→ WHAT YOU ARE ASKED TO DO
Put the lines of the items below into a numbered list, leaving out blank lines. Begin at the first line and stop after the line that contains "box: [127, 188, 201, 204]".
++++++++++++++++++++
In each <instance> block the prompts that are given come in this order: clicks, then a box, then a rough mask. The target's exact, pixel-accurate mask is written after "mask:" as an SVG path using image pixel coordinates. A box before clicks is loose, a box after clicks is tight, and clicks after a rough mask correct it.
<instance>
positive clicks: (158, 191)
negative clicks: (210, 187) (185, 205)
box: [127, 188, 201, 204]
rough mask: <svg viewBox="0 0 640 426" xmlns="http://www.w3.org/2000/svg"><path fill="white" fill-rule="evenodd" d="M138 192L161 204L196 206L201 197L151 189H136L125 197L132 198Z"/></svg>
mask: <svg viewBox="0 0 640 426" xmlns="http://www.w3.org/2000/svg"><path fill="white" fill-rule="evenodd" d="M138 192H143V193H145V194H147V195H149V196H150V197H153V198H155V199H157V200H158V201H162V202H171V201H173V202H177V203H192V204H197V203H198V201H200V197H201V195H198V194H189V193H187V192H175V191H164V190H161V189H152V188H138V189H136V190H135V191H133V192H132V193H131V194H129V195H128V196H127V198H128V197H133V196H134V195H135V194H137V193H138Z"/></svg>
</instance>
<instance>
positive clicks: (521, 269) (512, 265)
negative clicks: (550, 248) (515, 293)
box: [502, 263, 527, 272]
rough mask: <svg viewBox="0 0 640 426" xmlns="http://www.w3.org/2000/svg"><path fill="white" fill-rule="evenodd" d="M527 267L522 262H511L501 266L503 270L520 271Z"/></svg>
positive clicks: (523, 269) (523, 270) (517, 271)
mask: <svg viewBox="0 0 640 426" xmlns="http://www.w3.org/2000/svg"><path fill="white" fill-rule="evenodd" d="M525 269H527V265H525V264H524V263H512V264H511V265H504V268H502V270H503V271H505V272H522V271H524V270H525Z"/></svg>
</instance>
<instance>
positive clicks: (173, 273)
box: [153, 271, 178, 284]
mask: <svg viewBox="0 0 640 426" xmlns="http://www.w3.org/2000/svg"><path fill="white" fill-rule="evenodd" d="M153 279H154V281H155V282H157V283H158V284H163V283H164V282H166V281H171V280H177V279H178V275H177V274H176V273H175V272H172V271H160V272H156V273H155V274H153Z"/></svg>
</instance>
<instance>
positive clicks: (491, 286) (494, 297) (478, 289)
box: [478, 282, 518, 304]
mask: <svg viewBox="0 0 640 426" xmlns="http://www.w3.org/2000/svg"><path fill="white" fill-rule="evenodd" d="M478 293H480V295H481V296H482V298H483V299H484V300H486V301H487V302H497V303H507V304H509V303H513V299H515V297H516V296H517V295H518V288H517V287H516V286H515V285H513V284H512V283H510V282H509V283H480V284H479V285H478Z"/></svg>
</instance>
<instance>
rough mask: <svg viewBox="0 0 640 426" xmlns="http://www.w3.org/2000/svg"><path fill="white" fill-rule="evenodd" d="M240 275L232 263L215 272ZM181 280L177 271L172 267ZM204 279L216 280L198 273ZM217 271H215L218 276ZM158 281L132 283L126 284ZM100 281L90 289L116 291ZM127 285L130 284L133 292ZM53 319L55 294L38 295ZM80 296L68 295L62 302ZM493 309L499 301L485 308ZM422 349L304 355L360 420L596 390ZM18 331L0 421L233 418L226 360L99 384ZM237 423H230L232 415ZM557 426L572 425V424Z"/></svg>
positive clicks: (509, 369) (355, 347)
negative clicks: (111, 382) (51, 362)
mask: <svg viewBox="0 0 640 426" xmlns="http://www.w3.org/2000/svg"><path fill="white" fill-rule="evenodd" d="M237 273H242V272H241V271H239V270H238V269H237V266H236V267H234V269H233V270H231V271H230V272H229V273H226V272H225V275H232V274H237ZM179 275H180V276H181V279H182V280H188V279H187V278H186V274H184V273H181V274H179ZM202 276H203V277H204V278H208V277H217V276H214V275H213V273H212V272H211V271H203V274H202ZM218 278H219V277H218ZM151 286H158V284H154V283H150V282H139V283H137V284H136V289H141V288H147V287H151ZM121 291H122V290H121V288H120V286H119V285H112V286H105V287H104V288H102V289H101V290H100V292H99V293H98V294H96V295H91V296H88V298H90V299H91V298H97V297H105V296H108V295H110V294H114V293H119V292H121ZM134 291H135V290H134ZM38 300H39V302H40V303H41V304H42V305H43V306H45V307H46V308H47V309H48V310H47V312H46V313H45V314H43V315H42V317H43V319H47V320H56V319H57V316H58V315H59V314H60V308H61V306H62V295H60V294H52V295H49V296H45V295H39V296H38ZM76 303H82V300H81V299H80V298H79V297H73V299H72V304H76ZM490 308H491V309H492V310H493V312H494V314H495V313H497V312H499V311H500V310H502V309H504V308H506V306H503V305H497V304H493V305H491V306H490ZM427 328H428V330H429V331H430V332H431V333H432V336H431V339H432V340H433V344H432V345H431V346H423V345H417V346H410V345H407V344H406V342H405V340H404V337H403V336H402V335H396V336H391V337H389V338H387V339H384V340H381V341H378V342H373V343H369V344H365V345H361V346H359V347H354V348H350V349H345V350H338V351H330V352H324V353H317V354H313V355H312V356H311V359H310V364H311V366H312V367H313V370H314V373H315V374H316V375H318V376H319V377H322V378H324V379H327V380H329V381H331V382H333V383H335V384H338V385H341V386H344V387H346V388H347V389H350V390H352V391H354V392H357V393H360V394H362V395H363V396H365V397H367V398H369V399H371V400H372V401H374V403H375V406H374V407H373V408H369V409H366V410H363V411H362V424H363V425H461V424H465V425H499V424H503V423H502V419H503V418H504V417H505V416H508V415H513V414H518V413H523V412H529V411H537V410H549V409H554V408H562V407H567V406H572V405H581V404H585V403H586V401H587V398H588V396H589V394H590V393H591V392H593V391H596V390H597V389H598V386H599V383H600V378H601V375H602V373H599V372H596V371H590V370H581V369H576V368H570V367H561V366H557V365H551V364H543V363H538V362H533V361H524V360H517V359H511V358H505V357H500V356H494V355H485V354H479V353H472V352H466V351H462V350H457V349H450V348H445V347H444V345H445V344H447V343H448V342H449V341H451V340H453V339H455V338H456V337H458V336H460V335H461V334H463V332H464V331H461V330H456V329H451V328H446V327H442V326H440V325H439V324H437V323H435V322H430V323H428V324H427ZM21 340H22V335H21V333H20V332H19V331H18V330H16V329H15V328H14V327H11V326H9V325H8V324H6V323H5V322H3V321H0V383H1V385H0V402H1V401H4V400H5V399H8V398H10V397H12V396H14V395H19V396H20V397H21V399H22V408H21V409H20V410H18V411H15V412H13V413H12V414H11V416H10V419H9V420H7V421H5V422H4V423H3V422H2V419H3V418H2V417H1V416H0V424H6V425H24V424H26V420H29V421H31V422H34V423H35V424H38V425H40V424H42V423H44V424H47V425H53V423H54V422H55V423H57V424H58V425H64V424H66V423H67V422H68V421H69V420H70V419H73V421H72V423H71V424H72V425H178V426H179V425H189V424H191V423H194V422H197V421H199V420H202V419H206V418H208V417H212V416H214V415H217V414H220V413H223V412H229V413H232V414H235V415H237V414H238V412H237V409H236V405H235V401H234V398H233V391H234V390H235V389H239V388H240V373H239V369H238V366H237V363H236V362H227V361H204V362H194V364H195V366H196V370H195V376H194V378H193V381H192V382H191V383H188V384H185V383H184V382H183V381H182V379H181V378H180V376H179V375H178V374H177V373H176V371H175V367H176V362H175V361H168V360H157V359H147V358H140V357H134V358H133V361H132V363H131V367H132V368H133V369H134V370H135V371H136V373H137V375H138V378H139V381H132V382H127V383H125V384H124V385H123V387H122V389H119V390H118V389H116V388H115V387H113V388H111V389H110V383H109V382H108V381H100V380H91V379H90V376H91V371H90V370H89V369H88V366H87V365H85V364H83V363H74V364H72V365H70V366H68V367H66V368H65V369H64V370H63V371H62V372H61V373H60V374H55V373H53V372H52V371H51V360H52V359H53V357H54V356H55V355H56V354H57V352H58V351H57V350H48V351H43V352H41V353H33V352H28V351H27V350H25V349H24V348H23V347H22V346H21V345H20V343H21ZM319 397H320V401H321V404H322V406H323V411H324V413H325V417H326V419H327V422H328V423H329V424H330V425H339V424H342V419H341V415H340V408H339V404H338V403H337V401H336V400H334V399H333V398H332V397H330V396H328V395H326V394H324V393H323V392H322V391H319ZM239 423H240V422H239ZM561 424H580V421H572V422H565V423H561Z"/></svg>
++++++++++++++++++++
→ COMPLETED EXERCISE
1. In each <instance> block the prompts that are given come in this order: clicks, then a box, then a rough mask. The target's exact, pixel-accurate mask is written after "mask:" as an SVG path using image pixel coordinates. A box before clicks is loose, a box after clicks is tight, and clicks after a rough mask correct it.
2. <instance>
3. positive clicks: (158, 191)
4. negative clicks: (210, 187) (185, 205)
5. box: [127, 188, 201, 204]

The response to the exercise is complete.